[start SUPPLIED TEXT]
Bobby Yeah is a British stop motion animated short horror film written, directed and animated by Robert Morgan. It was made independently and completed in 2011.

The film premiered at the London International Animation Festival, and went on to screen at numerous international film festivals, including The Sundance Film Festival.

Bobby Yeah was nominated for the 2012 BAFTA Award for Best Short Animation.

Synopsis
A subhuman, rabbit-like creature named Bobby Yeah returns to his dark home with a hairy worm-like pet that he apparently stole. He notices a red button on its body and pushes it, resulting in two polyp creatures attached to metal boxes to spontaneously appear in his room. One of them begins to spew small red sperm seeds onto the floor and Bobby is forced to grab the polyp's long tongue and yank it out, killing it. The worm opens its tail and sucks up all the sperm to produce an egg. The egg hatches to reveal a small hairy creature that Bobby tucks in, only for it to morph into a giant disgusting baby head that kills the worm. The baby head knocks Bobby onto its back where he sees another button and pushes it, sending across a large field in broad daylight towards a metal box house.
[end SUPPLIED TEXT]
[start PROVIDED RECORDS]
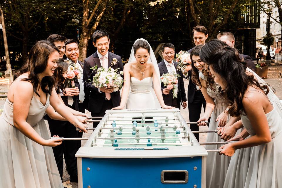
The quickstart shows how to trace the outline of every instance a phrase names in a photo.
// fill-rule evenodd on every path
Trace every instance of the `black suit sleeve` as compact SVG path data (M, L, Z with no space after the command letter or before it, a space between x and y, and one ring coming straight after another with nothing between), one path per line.
M92 84L93 77L91 77L91 73L93 70L90 69L89 63L86 59L84 60L83 67L83 81L84 82L84 88L92 92L99 93L98 88ZM89 80L90 79L90 80Z
M118 68L120 69L118 69L119 71L123 71L123 64L122 64L122 60L121 59L120 56L118 56ZM123 77L122 75L121 75Z
M254 71L255 66L254 61L251 57L246 55L243 55L244 61L246 63L246 66L252 70Z
M160 77L163 74L163 73L161 70L161 63L159 63L158 64L158 66L159 67L159 70L160 70ZM162 93L162 91L164 90L164 84L162 83L161 83L161 89L162 90L162 93Z
M182 74L182 73L181 74ZM183 102L185 102L187 100L186 98L186 93L185 92L185 88L184 86L184 82L183 80L183 77L180 78L180 89L181 90L181 100Z

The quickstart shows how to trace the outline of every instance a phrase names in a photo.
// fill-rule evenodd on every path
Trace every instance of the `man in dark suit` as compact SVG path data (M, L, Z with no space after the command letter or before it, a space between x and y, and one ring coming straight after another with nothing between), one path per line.
M123 71L123 66L120 56L108 51L110 38L106 31L98 30L93 33L93 45L97 48L97 51L84 60L83 79L85 100L88 101L87 107L92 116L103 116L106 110L120 105L121 100L120 91L113 91L112 87L96 88L91 82L96 72L90 68L96 65L98 68L103 66L107 68L111 67L114 69L119 68L120 71ZM115 58L117 60L116 63L113 61ZM96 127L98 124L93 122L93 127Z
M232 33L225 32L220 33L216 36L217 39L226 43L228 45L234 48L235 45L235 38ZM255 64L251 57L243 54L239 54L240 56L244 58L244 62L246 63L246 66L252 70L255 70Z
M177 98L173 98L172 90L169 90L161 83L161 87L162 93L162 97L166 105L174 106L176 108L180 109L180 105L182 103L182 106L185 108L187 106L187 100L186 94L184 88L184 83L183 81L182 73L177 68L177 63L173 61L173 58L175 54L174 45L170 43L166 43L162 47L162 53L164 57L164 60L159 63L158 65L160 69L160 74L161 76L163 74L172 72L175 72L179 75L181 77L178 77L177 88L178 91L177 94Z
M197 26L193 28L192 32L195 45L197 46L200 44L204 44L206 40L209 36L207 28L202 26ZM188 52L191 53L193 49L190 49L188 51ZM188 71L188 75L189 76L189 81L187 96L189 120L190 122L196 122L200 119L202 106L204 110L207 103L199 88L196 88L196 85L194 84L192 81L191 78L192 70ZM199 127L197 124L190 125L190 129L192 131L199 130ZM194 135L199 141L199 133L194 133Z
M78 66L78 69L81 73L80 76L80 78L77 80L79 83L77 86L79 89L79 94L78 95L74 98L75 98L74 100L77 101L76 103L78 106L78 111L84 113L85 113L85 109L84 108L83 103L84 100L84 92L83 74L83 63L78 60L78 57L79 57L78 44L76 41L73 39L68 39L66 41L65 43L66 45L66 55L67 56L67 60L70 60L76 64ZM77 84L76 84L75 86L76 86L77 85ZM78 132L78 137L82 137L83 133L82 132ZM81 147L81 141L77 140L77 150L78 150Z

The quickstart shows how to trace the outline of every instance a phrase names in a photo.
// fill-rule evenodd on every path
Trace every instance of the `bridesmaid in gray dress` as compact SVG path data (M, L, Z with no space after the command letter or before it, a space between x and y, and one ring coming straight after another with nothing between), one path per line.
M204 63L199 56L200 51L204 45L195 47L191 53L192 64L192 81L200 87L200 89L207 102L204 115L199 120L199 126L205 126L203 121L211 119L209 130L214 130L219 126L224 126L230 118L224 111L228 103L220 94L220 86L215 83L212 78L207 75L204 70ZM207 142L220 142L220 136L216 134L208 133ZM207 149L216 149L221 145L208 145ZM218 153L209 153L207 159L206 187L222 187L228 169L231 157L219 155Z
M247 158L249 156L247 168L242 172L245 182L240 187L281 187L282 118L280 110L266 95L268 87L260 85L253 75L246 73L240 61L236 50L225 47L214 51L207 62L214 81L224 90L223 96L230 103L229 113L240 116L250 135L244 140L222 146L220 154L232 156L236 150L251 147L249 154L246 154ZM245 157L242 155L234 161L243 164L241 161ZM226 181L234 179L236 174L228 174Z
M52 148L47 147L62 140L50 139L43 116L51 104L62 116L58 115L58 119L67 119L86 130L53 89L51 76L58 59L54 46L45 41L37 42L11 85L0 117L0 187L63 187Z

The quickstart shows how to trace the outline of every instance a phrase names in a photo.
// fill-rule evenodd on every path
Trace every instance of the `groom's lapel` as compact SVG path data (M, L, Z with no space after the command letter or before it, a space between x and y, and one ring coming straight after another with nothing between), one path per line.
M173 60L172 60L172 62L173 62L173 65L174 65L174 67L175 68L175 70L176 70L176 73L178 74L179 73L179 70L177 69L177 66L176 66L177 65L177 63Z
M168 71L167 70L167 66L165 66L165 63L164 63L164 60L162 60L162 61L160 63L161 63L161 65L162 66L162 68L164 70L164 73L168 73Z
M108 67L109 68L111 67L111 63L112 63L112 62L113 61L113 57L112 56L113 55L113 54L112 53L108 52L108 59L109 60L109 66Z
M93 54L93 61L94 61L94 63L97 66L97 68L102 66L101 63L100 62L100 59L99 59L99 56L98 56L97 51Z

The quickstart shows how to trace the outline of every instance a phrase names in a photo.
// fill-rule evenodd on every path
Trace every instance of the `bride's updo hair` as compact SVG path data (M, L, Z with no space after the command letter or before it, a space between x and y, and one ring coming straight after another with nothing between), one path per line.
M143 48L148 51L148 53L150 54L150 46L148 43L143 40L139 40L136 42L133 45L133 50L134 53L134 56L136 54L136 51L137 50Z

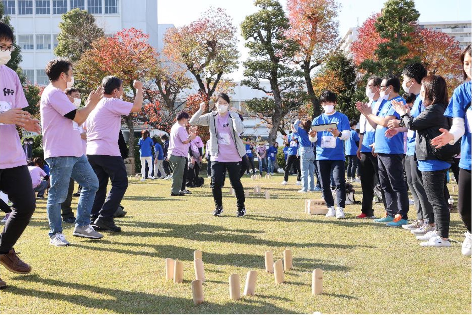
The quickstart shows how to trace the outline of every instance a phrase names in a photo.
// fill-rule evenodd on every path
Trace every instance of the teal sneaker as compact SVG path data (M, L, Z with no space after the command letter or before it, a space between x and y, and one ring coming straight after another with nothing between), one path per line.
M391 217L385 213L385 216L383 218L380 218L380 219L376 219L374 220L374 222L376 223L386 223L387 222L391 222L393 221L393 217Z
[end PROVIDED RECORDS]
• **WHAT IS ASKED**
Continue the article about the short film Bobby Yeah, picking up right after its final sentence.

• **ANSWER TO THIS EXERCISE**
Bobby finds himself in a room with pink fur walls where a face on a wall and a small winged baby interrogate him over the theft of the worm. After reluctantly admitting to the deed, as well as the worm's death, the baby produces a second head from its body that spits a button onto the face and Bobby's chest. A small finger scorpion and tall armless, bird-headed creature enter the room to attack Bobby. He manages to kill both of the grunts and the baby before escaping through the hole he came in through.

Bobby returns home exhausted and tired until the giant baby head and surviving polyp, now donned in police bobby helmets, enter the house. A gollywog head bursts through the door and spits out a hooded man, an executioner and a guillotine from its mouth. At the beckoning of the worm, Bobby pushes the button on his chest, produces hairs on his head and transforms into an octopus creature, killing everyone in the room. The face returns to laugh at Bobby's fate, but he uses his tentacles to gouge its eyes out and then pushes the button on his face. Sperm enters through an orifice in Bobby who then gives birth to a deformed being with eyes and tentacles. The offspring caresses Bobby's head before removing it from his body, though he is still alive. He lifts the head up as it floats away through a hole in the ceiling. The offspring waves goodbye as Bobby's head continues to float onward into a purple void.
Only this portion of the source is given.